**CONSIGNE DONNÉE 1:**
D'après le texte sur l'affaire Clearstream 2, qui était en réalité le corbeau rencontré en secret par le juge ?
**CONSIGNE DONNÉE 2:**
Recopiez le passage du texte sur l'affaire Clearstream 2 qui commence aux mots "Sa demande de promotion" et s'arrête après "de sa source.".
**CONSIGNE DONNÉE 3:**
Rédigez la suite du texte sur l'affaire Clearstream 2 après sa dernière phrase.

**TEXTE FOURNI:**

Sa demande de promotion comme président de chambre de la cour d’appel de Paris apparaît sérieusement compromise.

A l’évidence, on ne met pas en cause impunément Nicolas Sarkozy.

LE PETRIN DE CLEARSTREAM 2

Mais les vieux démons ressurgissent sous la forme d’un corbeau, qui manque causer sa perte, avec l’affaire Clearstream 2.

Destinataire d’une série de lettres anonymes dénonçant des personnalités et hommes politiques prétendument bénéficiaires de rétrocommissions issues de la vente des frégates de Taïwan, le juge agit hors de la procédure pénale. Il rencontre en secret le corbeau, en fait le vice-président d’EADS Jean-Louis Gergorin. Ce n’est que quelques mois plus tard qu’il comprend avoir été manipulé, sans pour autant trahir la confidentialité de sa source.

La sanction tombe : Pascal Clément, le Garde des sceaux de l’époque, ordonne en 2006 l’ouverture d’une enquête disciplinaire à son encontre, avant de le faire convoquer devant le Conseil supérieur de la magistrature en 2007. Résultat : l’obstiné magistrat se voit refuser sa promotion à la Cour d’appel de Paris. Et se met à dos Nicolas Sarkozy, mis en cause à tord dans l’affaire Clearstream et se considérant à l’époque « victime d’un corbeau allié à un juge ».

**CONTENU DES DONNÉES:**
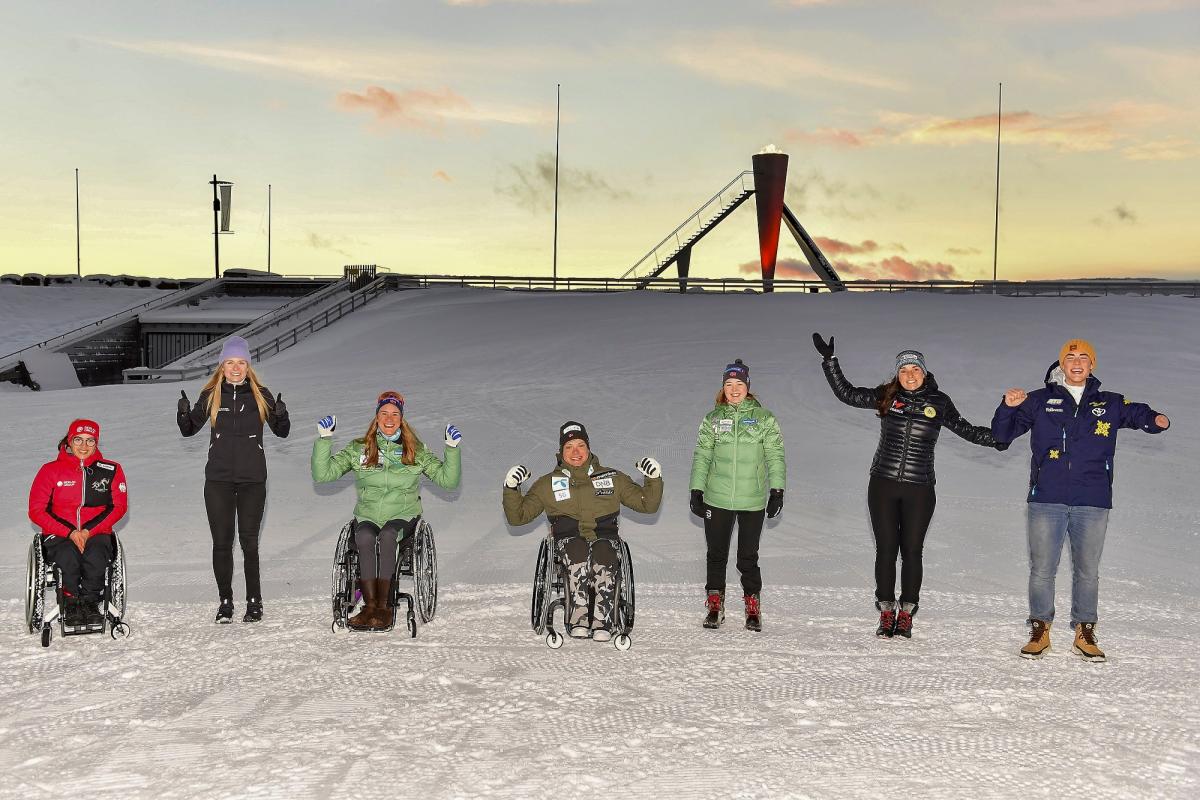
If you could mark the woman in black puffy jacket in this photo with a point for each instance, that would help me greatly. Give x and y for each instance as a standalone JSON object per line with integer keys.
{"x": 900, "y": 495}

* * *

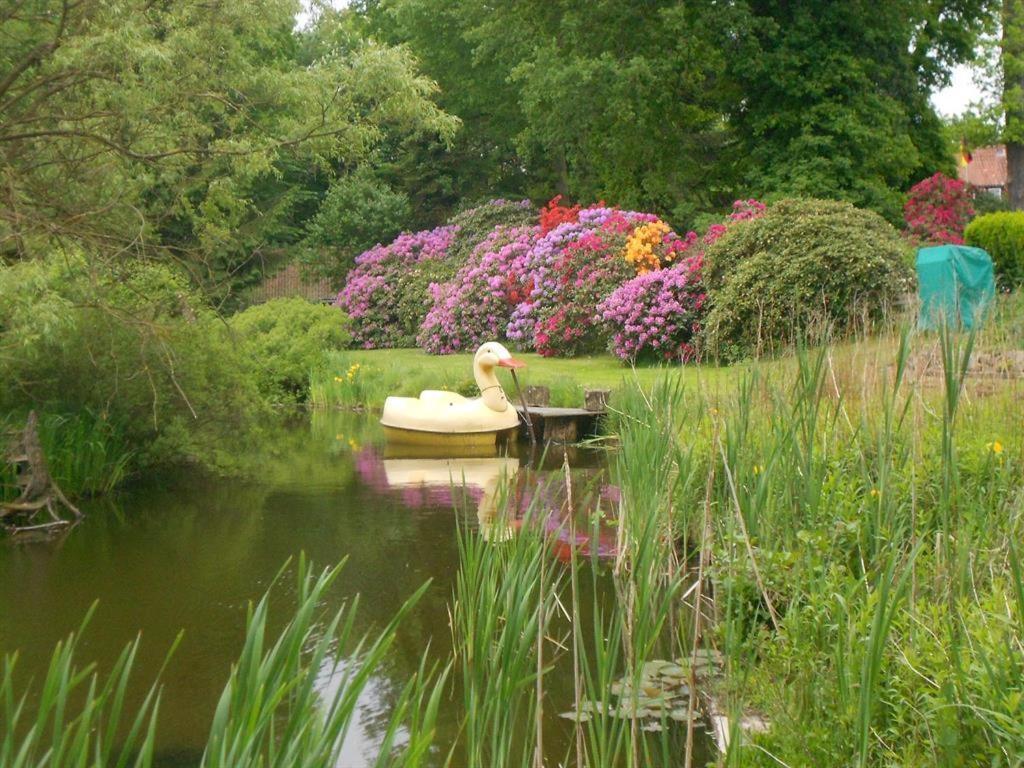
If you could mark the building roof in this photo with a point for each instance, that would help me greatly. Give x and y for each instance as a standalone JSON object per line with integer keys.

**RÉPONSE ATTENDUE 1:**
Le vice-président d'EADS, Jean-Louis Gergorin.

**RÉPONSE ATTENDUE 2:**
Sa demande de promotion comme président de chambre de la cour d’appel de Paris apparaît sérieusement compromise.

A l’évidence, on ne met pas en cause impunément Nicolas Sarkozy.

LE PETRIN DE CLEARSTREAM 2

Mais les vieux démons ressurgissent sous la forme d’un corbeau, qui manque causer sa perte, avec l’affaire Clearstream 2.

Destinataire d’une série de lettres anonymes dénonçant des personnalités et hommes politiques prétendument bénéficiaires de rétrocommissions issues de la vente des frégates de Taïwan, le juge agit hors de la procédure pénale. Il rencontre en secret le corbeau, en fait le vice-président d’EADS Jean-Louis Gergorin. Ce n’est que quelques mois plus tard qu’il comprend avoir été manipulé, sans pour autant trahir la confidentialité de sa source.

**RÉPONSE ATTENDUE 3:**
Van Ruymbeke jouera t-il à nouveau hors-jeu dans l’affaire Karachi? Nul doute que face aux arguments de le la « raison d’Etat » ou du « secret-défense » qui ont tant freiné ses investigations par le passé, VR pourrait être à nouveau tenté de passer la cinquième vitesse.

AFFAIRE ATTENTAT DE KARACHI

Les investigations du juge Renaud Van Ruymbeke dans le volet financier de l’affaire de l’attentat de Karachi commencent semble-t-il à inquiéter en haut lieu.

Depuis le mois de septembre, le plus célèbre juge d’instruction français conduit l’information judiciaire ouverte pour entrave à la justice et faux témoignages.

L’enquête a été lancée après la plainte déposée par Me Olivier Morice, le conseil de plusieurs familles des salariés de la Direction des constructions navales tués en 2002. Elle vise à déterminer si l’entreprise majoritairement détenue par l’État a sciemment caché divers documents permettant d’établir un lien entre le drame et l’arrêt du versement des commissions octroyées en marge de deux contrats d’armement.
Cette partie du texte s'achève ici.